Re: 3x faster python reader

Posted by Philip Zeyliger <ph...@cloudera.com>.

Hi Uri,

Once you post to the JIRA, I'd be happy to review it.

-- Philip


On Mon, Apr 29, 2013 at 9:22 AM, Doug Cutting <cu...@apache.org> wrote:

> Uri,
>
> This sounds awesome!  Is the API compatible with the existing API?  If
> it's incompatible and cannot easily be made compatible then perhaps we
> can add it as the 'new' API and deprecate the old one.  Regardless,
> please file an issue in Jira (issues.apache.org/jira/browse/AVRO) and
> attach your patch there.
>
> Thanks,
>
> Doug
>
> On Sun, Apr 28, 2013 at 10:24 PM, Uri Laserson <la...@cloudera.com>
> wrote:
> > Hi all,
> >
> > I rewrote some of the python code to read avro files.  I was able to
> > achieve a ~3x speedup over the current impl, and can probably do better
> if
> > it was cleaned up more.  The main changes are:
> > * Eliminated the object-oriented nature of the reader.  It's just
> functions
> > now.  Presumably this can be changed back, but it didn't really seem like
> > there was any reason for it.
> > * Given a reader and writer schema, it precomputes as much helpful info
> as
> > it can upfront and caches this in a dictionary that the read functions
> use
> > * The code is compiled with Cython for speedup.
> >
> > How can this be used to improve the current python api?  Let me know how
> I
> > can be helpful...
> >
> > Uri
> >
> > --
> > Uri Laserson, PhD
> > Data Scientist, Cloudera
> > Twitter/GitHub: @laserson
> > +1 617 910 0447
> > laserson@cloudera.com
>

Re: 3x faster python reader

Posted by Doug Cutting <cu...@apache.org>.

Uri,

This sounds awesome!  Is the API compatible with the existing API?  If
it's incompatible and cannot easily be made compatible then perhaps we
can add it as the 'new' API and deprecate the old one.  Regardless,
please file an issue in Jira (issues.apache.org/jira/browse/AVRO) and
attach your patch there.

Thanks,

Doug

On Sun, Apr 28, 2013 at 10:24 PM, Uri Laserson <la...@cloudera.com> wrote:
> Hi all,
>
> I rewrote some of the python code to read avro files.  I was able to
> achieve a ~3x speedup over the current impl, and can probably do better if
> it was cleaned up more.  The main changes are:
> * Eliminated the object-oriented nature of the reader.  It's just functions
> now.  Presumably this can be changed back, but it didn't really seem like
> there was any reason for it.
> * Given a reader and writer schema, it precomputes as much helpful info as
> it can upfront and caches this in a dictionary that the read functions use
> * The code is compiled with Cython for speedup.
>
> How can this be used to improve the current python api?  Let me know how I
> can be helpful...
>
> Uri
>
> --
> Uri Laserson, PhD
> Data Scientist, Cloudera
> Twitter/GitHub: @laserson
> +1 617 910 0447
> laserson@cloudera.com
+++++
- _Written request_:
Answer these questions about the mailing list thread:
(a) What is the rewritten reader code compiled with?
(b) Where does Doug Cutting ask Uri to attach the patch?
(c) What does Philip Zeyliger offer to do once Uri posts to the JIRA?
The records are separate material with no connection to the thread.

- _Entries_:
+++++
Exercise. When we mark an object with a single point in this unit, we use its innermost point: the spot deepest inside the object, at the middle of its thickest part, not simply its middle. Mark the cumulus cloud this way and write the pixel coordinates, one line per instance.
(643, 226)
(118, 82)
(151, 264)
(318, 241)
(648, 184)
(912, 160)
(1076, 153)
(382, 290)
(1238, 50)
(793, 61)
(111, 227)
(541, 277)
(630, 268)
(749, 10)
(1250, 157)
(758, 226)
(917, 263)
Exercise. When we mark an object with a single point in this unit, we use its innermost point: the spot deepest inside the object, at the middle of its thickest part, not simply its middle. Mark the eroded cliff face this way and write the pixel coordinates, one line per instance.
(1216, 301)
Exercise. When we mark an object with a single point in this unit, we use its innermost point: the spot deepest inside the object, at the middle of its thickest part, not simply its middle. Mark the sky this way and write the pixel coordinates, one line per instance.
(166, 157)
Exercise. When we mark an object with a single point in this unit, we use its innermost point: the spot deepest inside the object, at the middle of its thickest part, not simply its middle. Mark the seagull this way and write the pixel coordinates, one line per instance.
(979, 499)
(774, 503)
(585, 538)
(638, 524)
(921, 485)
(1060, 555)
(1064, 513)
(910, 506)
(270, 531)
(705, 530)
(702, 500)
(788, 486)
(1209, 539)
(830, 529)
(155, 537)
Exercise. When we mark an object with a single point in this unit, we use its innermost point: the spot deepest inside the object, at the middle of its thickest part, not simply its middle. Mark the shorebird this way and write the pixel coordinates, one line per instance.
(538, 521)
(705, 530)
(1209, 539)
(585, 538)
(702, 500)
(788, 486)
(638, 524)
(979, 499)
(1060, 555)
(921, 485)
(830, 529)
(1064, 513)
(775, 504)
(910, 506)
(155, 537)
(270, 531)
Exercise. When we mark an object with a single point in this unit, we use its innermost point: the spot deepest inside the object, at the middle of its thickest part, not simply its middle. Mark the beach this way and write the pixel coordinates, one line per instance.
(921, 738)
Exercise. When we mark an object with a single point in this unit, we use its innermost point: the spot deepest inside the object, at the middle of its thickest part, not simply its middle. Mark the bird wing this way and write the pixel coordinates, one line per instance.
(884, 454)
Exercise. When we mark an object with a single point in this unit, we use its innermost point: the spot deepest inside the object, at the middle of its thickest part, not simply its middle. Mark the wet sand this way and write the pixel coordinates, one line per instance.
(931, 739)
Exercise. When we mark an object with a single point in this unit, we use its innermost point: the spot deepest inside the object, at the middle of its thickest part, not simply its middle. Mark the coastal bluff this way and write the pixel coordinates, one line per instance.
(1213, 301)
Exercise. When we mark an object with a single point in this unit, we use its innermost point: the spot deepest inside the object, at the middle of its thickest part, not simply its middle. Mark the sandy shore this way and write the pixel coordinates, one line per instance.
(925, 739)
+++++
- _Task result_:
(a) Cython.
(b) In an issue filed in Jira (issues.apache.org/jira/browse/AVRO).
(c) Review it.